#### Yang Harus Dikerjakan
1. Menurut berita tentang kunjungan Dirut Bulog ke Blora, di mana pertemuan dengan para petani tebu akan berlangsung?
2. Lanjutkan berita tentang kunjungan Dirut Bulog ke Blora, dimulai setelah kalimat terakhirnya.

#### Dokumen

Korandiva-BLORA.– Direktur Utama (Dirut) Badan Urusan Logistik (Bulog) pusat dijadwalkan berkunjung ke Kabupaten Blora pada Senin (20/10/2025). Kunjungan itu akan diisi pertemuan dan silaturahmi dengan para petani tebu di pendopo rumah dinas Bupati Blora, dipimpin langsung oleh Bupati Dr. H. Arief Rohman, S.I.P., M.Si.
Ketua DPRD Blora Mustopa, S.Pd.I, menyampaikan informasi tersebut, Sabtu (18/10/2025). Rencana kedatangan Dirut Bulog mendapat sambutan positif dari Ketua Asosiasi Petani Tebu Rakyat Indonesia (APTRI) Blora, Drs. H. Sunoto, dan jajaran pengurusnya.
Menanggapi hal itu, APTRI langsung menggelar rapat konsolidasi bersama para petani tebu, terutama mereka yang tebu-nya belum tergiling akibat keputusan mendadak manajemen PT GMM Bulog menghentikan giling 2025.
“Saya berpesan agar kesempatan bertemu Dirut Bulog dimanfaatkan secara cerdas dan tuntas, demi mencari solusi atas penderitaan petani tebu yang seolah menjadi penyakit tahunan,” ujar Sunoto, Minggu (19/10/2025).

#### Entri Tersimpan
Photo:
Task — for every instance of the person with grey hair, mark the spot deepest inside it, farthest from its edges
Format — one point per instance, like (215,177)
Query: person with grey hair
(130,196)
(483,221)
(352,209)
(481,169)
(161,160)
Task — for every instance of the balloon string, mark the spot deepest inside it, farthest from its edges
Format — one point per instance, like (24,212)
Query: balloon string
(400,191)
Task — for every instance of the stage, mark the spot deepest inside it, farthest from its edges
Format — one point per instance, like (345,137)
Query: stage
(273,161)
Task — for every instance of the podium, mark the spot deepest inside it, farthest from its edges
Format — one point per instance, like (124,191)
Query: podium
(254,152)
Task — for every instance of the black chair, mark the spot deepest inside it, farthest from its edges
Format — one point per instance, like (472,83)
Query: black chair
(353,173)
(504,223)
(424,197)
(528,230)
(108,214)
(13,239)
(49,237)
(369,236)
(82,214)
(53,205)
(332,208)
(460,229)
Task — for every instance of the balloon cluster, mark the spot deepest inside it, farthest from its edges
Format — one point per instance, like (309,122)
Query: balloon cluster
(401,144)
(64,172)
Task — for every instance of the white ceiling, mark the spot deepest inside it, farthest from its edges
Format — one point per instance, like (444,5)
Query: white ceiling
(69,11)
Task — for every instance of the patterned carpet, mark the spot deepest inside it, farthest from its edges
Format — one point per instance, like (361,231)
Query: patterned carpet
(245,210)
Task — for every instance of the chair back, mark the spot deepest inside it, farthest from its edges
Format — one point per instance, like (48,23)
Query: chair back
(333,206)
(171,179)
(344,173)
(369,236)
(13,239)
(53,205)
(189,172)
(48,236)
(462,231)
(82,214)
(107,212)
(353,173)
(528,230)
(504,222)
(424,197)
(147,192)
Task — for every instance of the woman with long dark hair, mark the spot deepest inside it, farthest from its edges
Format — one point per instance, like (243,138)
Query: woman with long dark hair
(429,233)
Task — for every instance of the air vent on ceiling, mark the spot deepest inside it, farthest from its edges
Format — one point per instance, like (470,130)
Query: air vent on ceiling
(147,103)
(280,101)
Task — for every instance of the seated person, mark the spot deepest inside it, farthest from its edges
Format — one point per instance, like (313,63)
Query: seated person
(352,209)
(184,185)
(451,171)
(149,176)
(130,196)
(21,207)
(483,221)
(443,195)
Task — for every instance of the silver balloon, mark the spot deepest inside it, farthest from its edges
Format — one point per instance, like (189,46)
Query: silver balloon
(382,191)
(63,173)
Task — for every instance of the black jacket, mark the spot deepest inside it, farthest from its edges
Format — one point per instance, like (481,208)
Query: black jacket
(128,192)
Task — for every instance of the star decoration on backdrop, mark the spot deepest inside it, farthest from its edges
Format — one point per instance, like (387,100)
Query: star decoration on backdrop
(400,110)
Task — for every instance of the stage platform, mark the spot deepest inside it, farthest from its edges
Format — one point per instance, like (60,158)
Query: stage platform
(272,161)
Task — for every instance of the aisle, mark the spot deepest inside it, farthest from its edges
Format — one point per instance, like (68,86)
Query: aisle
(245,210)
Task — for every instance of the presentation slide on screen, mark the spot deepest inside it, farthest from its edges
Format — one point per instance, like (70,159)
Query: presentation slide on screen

---

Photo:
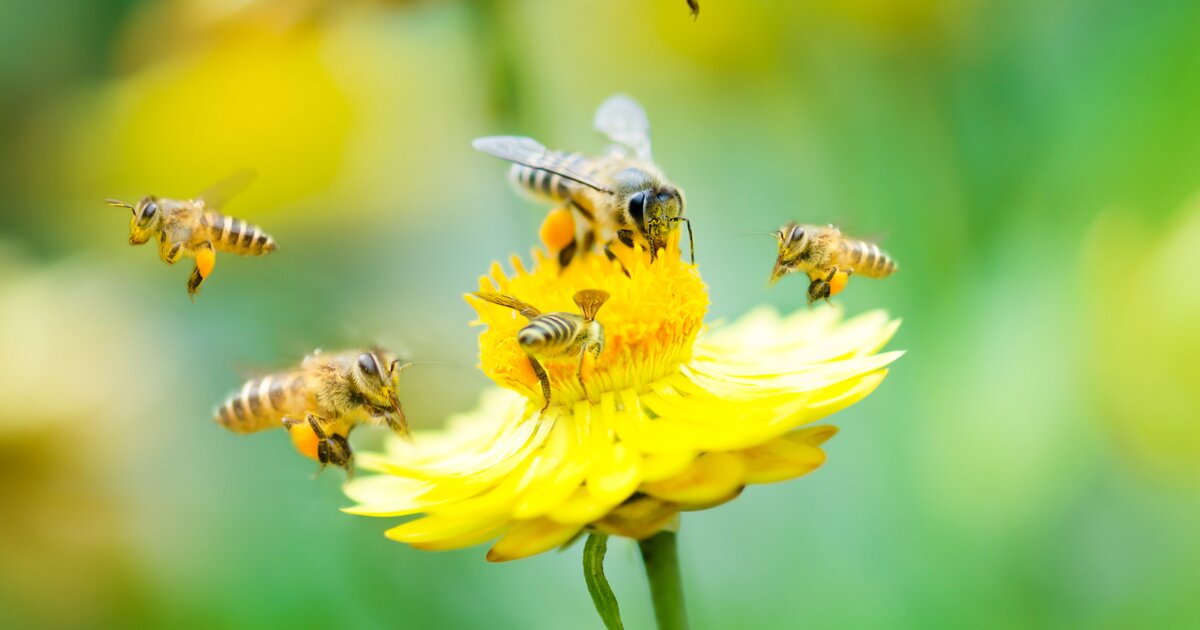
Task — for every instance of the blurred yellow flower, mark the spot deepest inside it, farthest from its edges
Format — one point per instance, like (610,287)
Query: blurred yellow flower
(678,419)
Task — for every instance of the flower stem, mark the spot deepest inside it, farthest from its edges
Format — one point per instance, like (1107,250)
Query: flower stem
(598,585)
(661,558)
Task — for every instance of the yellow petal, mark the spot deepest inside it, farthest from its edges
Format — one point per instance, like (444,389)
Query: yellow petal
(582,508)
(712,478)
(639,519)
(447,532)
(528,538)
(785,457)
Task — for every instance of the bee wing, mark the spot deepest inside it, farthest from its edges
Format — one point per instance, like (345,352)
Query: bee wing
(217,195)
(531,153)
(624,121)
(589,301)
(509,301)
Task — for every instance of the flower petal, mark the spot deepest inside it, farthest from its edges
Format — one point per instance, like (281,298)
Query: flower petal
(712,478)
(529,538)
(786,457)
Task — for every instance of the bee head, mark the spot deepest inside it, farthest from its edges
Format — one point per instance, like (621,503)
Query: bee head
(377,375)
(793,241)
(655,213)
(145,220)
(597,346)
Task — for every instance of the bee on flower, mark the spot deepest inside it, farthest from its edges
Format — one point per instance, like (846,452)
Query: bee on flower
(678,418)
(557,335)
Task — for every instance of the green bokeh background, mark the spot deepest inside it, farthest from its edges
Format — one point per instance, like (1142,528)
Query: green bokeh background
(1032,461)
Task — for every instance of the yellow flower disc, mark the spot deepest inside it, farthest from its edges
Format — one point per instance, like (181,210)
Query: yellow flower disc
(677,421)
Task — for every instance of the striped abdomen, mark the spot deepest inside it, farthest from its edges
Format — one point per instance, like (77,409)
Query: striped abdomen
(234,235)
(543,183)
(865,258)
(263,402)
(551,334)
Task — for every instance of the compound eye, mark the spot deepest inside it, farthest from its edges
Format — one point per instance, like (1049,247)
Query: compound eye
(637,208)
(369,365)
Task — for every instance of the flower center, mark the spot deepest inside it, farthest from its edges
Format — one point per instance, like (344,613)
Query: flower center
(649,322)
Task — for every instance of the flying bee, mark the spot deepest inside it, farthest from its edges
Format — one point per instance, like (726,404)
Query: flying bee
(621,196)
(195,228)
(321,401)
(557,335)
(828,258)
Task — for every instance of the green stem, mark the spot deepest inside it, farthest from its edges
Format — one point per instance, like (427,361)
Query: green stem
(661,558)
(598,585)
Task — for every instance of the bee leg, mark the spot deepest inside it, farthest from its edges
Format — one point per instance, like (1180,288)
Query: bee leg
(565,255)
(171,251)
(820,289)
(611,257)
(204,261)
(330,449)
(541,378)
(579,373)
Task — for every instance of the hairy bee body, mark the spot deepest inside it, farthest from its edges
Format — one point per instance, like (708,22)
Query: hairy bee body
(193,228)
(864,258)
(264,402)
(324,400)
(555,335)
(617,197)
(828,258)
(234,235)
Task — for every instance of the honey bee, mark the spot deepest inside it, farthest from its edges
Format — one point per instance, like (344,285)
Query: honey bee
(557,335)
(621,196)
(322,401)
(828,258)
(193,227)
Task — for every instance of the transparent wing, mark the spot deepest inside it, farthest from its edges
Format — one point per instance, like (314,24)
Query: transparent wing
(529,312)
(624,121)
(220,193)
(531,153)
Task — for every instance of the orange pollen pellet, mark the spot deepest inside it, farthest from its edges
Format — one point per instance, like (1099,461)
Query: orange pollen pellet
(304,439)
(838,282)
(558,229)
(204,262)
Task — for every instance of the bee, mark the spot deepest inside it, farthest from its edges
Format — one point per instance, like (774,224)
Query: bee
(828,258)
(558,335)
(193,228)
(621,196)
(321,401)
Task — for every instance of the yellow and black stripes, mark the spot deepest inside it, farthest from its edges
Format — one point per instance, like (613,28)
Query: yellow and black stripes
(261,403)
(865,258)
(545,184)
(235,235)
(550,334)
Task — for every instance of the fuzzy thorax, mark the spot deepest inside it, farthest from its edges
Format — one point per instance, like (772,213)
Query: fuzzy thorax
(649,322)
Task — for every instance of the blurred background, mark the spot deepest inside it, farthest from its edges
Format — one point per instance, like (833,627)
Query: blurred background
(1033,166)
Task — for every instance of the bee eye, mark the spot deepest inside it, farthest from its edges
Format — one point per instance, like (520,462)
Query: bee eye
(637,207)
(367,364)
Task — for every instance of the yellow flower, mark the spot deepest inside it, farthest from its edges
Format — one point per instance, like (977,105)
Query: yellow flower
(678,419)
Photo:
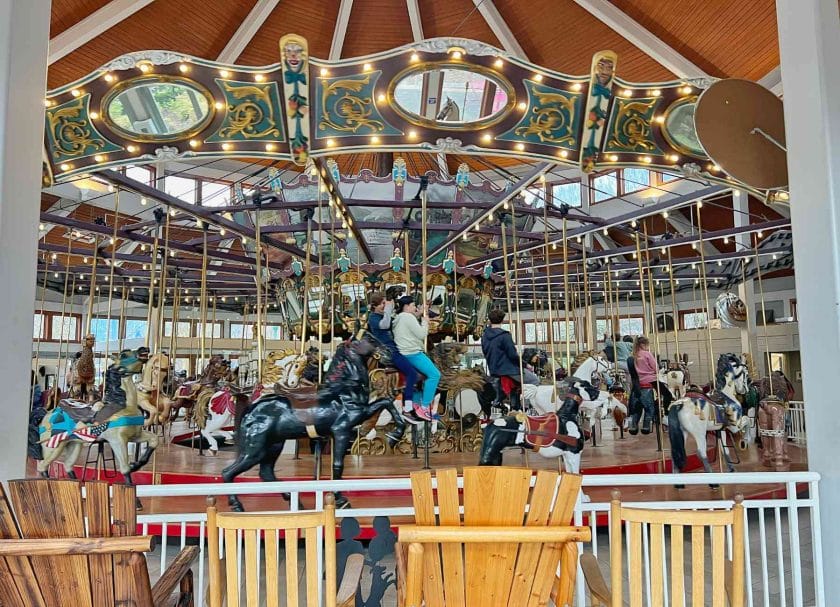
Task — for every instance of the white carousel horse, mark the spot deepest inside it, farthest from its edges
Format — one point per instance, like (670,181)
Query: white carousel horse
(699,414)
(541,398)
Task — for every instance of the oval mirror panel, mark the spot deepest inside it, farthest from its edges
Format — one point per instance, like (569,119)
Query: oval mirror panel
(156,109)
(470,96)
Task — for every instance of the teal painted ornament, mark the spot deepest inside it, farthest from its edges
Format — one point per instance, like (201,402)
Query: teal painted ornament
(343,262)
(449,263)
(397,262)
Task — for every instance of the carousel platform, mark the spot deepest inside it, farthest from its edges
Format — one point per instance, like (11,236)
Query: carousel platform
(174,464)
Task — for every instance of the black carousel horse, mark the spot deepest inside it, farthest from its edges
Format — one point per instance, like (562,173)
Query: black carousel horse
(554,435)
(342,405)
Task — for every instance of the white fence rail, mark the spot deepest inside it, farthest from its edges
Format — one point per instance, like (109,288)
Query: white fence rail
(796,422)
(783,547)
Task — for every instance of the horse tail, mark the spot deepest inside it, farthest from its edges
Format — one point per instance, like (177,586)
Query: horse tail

...

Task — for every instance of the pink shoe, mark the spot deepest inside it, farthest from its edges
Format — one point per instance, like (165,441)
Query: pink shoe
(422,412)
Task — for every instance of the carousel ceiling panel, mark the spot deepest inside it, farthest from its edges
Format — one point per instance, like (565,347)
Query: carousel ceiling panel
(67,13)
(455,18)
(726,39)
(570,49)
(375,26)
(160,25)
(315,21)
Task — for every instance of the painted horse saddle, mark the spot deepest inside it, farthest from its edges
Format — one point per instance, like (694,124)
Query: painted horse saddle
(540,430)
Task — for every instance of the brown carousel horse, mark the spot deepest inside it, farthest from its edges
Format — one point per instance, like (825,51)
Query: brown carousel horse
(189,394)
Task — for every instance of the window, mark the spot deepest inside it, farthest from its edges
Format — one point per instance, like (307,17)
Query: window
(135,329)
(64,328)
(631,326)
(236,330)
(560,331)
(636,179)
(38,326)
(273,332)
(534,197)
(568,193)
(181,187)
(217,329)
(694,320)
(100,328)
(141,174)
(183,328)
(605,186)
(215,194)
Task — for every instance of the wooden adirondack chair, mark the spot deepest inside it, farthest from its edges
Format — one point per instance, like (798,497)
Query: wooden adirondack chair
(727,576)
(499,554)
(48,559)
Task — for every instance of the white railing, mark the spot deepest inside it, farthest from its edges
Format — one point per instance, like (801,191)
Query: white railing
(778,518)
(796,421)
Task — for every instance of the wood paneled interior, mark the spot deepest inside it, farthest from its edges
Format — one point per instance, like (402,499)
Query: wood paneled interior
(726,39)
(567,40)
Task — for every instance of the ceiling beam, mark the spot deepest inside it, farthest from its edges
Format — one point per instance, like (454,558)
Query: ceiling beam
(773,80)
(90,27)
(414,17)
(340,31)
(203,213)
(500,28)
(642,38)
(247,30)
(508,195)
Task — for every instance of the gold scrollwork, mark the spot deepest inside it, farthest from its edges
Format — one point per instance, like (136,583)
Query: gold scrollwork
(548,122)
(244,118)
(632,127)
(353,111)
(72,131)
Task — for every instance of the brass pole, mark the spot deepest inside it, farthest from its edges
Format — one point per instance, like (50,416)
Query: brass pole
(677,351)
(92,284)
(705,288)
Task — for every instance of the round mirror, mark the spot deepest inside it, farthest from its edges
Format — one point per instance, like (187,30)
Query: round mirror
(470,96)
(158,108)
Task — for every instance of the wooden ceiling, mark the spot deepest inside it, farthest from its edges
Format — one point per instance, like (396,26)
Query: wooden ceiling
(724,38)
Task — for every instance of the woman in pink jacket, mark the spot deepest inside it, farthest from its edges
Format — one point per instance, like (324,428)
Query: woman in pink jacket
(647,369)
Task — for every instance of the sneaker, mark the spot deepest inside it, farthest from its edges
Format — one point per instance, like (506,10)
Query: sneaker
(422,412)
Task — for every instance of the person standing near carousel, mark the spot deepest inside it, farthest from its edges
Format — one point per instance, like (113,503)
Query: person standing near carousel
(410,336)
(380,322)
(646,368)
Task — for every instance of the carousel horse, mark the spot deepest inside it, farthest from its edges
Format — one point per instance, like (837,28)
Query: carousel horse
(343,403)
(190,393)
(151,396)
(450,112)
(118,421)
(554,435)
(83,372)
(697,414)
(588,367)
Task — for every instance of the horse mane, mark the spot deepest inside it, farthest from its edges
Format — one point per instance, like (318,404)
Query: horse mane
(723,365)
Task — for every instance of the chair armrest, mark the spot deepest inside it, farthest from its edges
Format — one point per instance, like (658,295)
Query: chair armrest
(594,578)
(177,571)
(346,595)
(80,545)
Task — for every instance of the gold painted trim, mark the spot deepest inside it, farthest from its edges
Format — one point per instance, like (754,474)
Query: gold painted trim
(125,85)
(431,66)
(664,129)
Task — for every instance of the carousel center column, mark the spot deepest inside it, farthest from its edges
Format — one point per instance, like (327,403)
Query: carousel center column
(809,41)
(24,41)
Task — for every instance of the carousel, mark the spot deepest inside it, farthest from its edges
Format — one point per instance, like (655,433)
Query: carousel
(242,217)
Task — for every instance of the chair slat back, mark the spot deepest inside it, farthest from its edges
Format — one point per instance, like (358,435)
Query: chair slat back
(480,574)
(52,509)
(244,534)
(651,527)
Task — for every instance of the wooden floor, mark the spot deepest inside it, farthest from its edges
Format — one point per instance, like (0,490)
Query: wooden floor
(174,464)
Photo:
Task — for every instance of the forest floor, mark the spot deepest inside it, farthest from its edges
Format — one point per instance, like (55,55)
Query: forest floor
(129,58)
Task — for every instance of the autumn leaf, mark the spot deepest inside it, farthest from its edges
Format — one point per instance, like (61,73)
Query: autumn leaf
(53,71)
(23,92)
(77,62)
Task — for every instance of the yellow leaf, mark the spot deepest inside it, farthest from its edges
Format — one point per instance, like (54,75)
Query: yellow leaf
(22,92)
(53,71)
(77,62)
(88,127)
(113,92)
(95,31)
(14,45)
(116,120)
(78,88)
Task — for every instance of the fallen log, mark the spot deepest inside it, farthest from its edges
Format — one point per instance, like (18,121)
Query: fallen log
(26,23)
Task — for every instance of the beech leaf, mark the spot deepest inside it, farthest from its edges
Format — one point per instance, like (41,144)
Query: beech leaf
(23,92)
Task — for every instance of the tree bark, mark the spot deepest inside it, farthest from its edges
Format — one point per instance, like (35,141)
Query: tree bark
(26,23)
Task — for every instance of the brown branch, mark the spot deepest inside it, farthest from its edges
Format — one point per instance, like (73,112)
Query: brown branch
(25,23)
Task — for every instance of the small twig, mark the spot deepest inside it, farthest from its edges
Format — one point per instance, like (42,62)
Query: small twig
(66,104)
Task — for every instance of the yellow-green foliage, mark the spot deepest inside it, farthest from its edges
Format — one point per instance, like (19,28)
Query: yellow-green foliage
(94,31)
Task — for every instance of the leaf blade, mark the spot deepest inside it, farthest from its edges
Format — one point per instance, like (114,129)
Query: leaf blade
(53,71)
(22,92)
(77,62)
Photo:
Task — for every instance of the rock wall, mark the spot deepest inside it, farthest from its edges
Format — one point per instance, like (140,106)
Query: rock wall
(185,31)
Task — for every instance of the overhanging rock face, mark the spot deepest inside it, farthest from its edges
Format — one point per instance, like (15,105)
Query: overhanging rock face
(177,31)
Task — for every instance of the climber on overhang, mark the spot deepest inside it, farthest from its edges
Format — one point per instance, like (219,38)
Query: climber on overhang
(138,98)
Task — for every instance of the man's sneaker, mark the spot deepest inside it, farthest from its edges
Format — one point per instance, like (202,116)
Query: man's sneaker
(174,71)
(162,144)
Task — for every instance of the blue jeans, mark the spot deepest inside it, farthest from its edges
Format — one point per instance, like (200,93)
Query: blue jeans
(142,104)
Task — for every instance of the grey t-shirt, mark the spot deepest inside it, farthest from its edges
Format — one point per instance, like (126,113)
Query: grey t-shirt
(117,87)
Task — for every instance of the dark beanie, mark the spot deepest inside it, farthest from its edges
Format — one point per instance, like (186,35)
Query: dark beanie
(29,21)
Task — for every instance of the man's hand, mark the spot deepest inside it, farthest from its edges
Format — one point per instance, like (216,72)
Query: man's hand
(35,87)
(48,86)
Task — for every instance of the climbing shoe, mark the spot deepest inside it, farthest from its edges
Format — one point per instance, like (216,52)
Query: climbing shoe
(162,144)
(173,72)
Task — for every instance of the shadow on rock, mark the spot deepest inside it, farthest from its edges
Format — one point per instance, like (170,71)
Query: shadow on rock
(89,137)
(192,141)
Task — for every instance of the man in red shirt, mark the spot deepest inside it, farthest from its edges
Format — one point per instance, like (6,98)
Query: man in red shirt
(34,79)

#### Hasil Latihan
1. Di pendopo rumah dinas Bupati Blora.

2.
Menurutnya, tuntutan utama adalah mengganti manajemen PT GMM Bulog dan menyerahkan pengelolaan pabrik gula kepada pihak yang profesional. Ia mengutip hadis riwayat Abu Hurairah, “Jika suatu urusan diserahkan kepada bukan ahlinya, maka tunggulah kehancurannya.”
Sunoto menilai, sejak PT GMM Bulog mengelola pabrik gula, kondisi petani tebu semakin terpuruk dan pabrik selalu merugi. “Apakah kondisi semacam itu masih akan kita pertahankan?” tegasnya.

Sementara petani milenial Suminto alias Mas Rara berharap, pertemuan dengan Dirut Bulog tidak dibatasi agar petani bebas menyampaikan keluhan. “Kalau tidak ada solusi tuntas, perjuangan harus dilanjutkan sampai aspirasi petani diakomodasi,” katanya.
Mantan Kabag Tanaman PG GMM, Wahyu, juga siap hadir bersama 77 petani tebu mengenakan pakaian serba hitam sebagai simbol duka atas terhentinya giling 2025.
Sedangkan Sekretaris APTRI Blora, Anton Sudibyo, menyerukan agar momentum ini dijadikan ajang menggugat ketidakadilan dan menuntut perubahan manajemen pabrik gula GMM.
“Petani tebu harus bersatu, guyub rukun, paseduluran sak lawase, melawan pengelolaan yang tidak profesional dan merugikan petani,” tegas Anton. (*)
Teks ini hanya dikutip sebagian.